> _Exercise requirements_:
Output the entries verbatim, including every line.

Dataset items
---

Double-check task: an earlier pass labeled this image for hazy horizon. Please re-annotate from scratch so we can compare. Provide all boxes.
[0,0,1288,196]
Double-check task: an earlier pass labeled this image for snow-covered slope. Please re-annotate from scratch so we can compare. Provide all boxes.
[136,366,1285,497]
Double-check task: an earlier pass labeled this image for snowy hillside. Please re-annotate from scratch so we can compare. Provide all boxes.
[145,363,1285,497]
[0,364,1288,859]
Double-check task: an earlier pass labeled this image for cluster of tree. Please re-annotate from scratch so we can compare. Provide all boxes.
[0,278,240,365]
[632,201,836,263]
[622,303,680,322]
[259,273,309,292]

---

> _Correct output_:
Double-check task: an earlier pass labeled this image for hazy horizon. Please re-annotate from scratch so we can compare. Provide all boxes.
[0,0,1288,196]
Double-check task: an earlier pass labeled this image for snow-covered slope. Please re-annotate from scratch so we can compare. Provide all boxes.
[136,366,1285,497]
Double-check task: an earlier pass labeled this image for snowy hillside. Please re-annotate from scratch so we can compare. Provide all boxes.
[145,363,1285,497]
[0,364,1288,859]
Double-check task: an earlier pass labeled this image for cluster of tree. Please re-annotate from scratch so we can compare. Provide all boxes.
[0,278,240,365]
[632,201,836,263]
[622,303,680,322]
[259,273,309,292]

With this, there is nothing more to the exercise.